-- Opening Marker --

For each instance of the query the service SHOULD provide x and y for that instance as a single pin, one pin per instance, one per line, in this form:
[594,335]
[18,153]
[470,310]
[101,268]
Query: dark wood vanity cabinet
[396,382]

-- Closing Marker --

● Description of the task
Return the listing above in its exact form.

● The completed task
For each instance of the query the service SHOULD provide x and y for that instance as a single pin, one pin per instance, one per line, in this form:
[594,335]
[18,153]
[470,310]
[101,268]
Query: dark wood vanity cabinet
[396,382]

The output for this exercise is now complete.